## Begin TEXT BLOCK

# Issue 264: EQ Answers

The answers to the Circuit Cellar 264 (July) Engineering Quotient are now available. The problems and answers are listed below, along with a schematic.

Problem 1a—Is it possible to transmit on-off (DC) signals between two pieces of equipment in both directions simultaneously on the same wire, in much the same way that telephones do for audio?

Source: D. Tweed, CC264

Answer 1a—Why not? Hybrids work just as well at DC as they do for audio; you just need a receiver with balanced inputs, like an RS-422 buffer:

All resistors are the same value (e.g., 4,700 Ω) and the transmit driver needs to be a voltage source (low impedance).

If the transmitter switches between, say, 0 V and 5 V, the opposite receiver will see a voltage differential of 0 V and 2.5 V, respectively, while the local receiver will just see 0V.

For long lines, you’ll probably want to use lower resistances and you’ll want to limit the slew rate of the transmitter so that the receiver doesn’t produce glitches on the transitions of the local transmitter.

If the RS-422 receiver is replaced with an op-amp differential amplifier with a gain of 2, then any analog voltage transmitted by one end will be reproduced at the other end.

## End TEXT BLOCK
## Begin SUPPLIED DATA

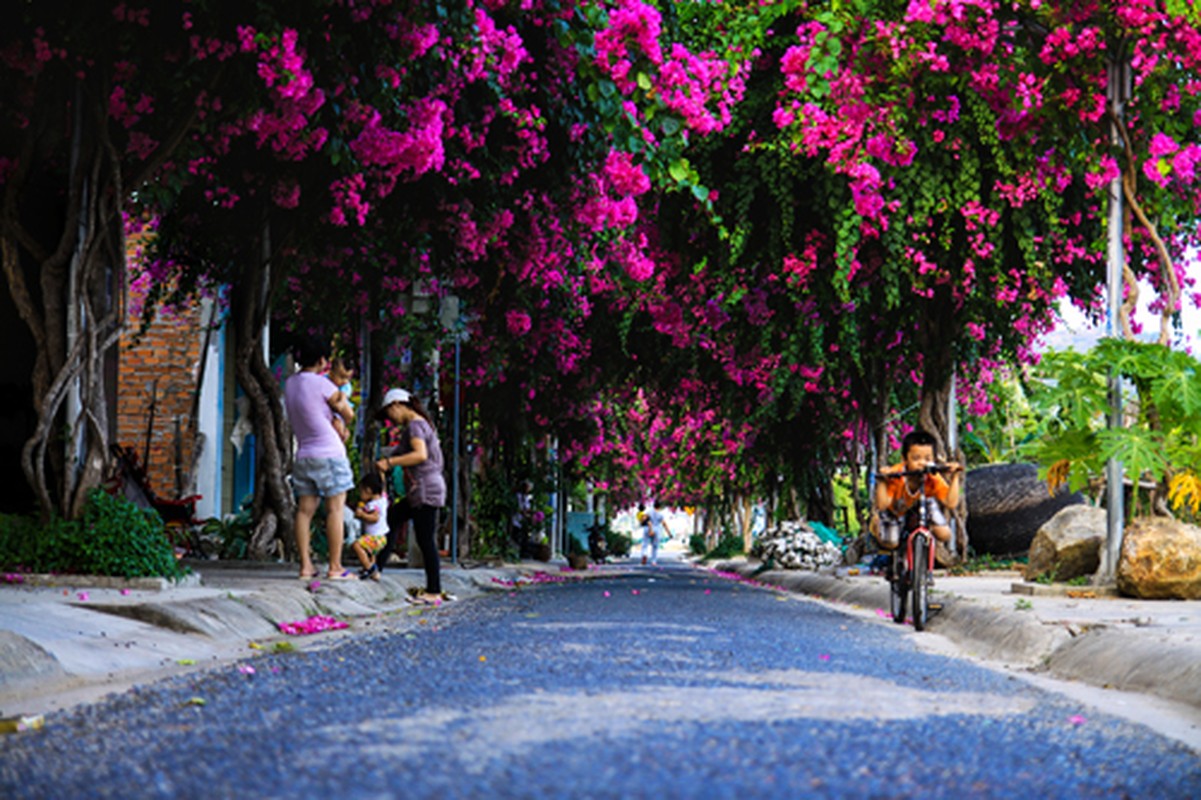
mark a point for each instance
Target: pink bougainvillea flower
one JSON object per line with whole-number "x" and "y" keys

## End SUPPLIED DATA

▶ DIRECTION 1: In the Engineering Quotient text, what example value is given for the resistors?
▶ DIRECTION 2: According to the Engineering Quotient text, why should the transmitter's slew rate be limited on long lines?
▶ DIRECTION 3: Reproduce the Engineering Quotient text word for word from "Answer 1a—Why not?" up to and including "the other end.".
Work only from the Engineering Quotient text.

▶ WRITTEN SOLUTION 1: 4,700 Ω, with all resistors the same value.

▶ WRITTEN SOLUTION 2: On long lines, limiting the transmitter's slew rate keeps the receiver from producing glitches when the local transmitter switches.

▶ WRITTEN SOLUTION 3:
Answer 1a—Why not? Hybrids work just as well at DC as they do for audio; you just need a receiver with balanced inputs, like an RS-422 buffer:

All resistors are the same value (e.g., 4,700 Ω) and the transmit driver needs to be a voltage source (low impedance).

If the transmitter switches between, say, 0 V and 5 V, the opposite receiver will see a voltage differential of 0 V and 2.5 V, respectively, while the local receiver will just see 0V.

For long lines, you’ll probably want to use lower resistances and you’ll want to limit the slew rate of the transmitter so that the receiver doesn’t produce glitches on the transitions of the local transmitter.

If the RS-422 receiver is replaced with an op-amp differential amplifier with a gain of 2, then any analog voltage transmitted by one end will be reproduced at the other end.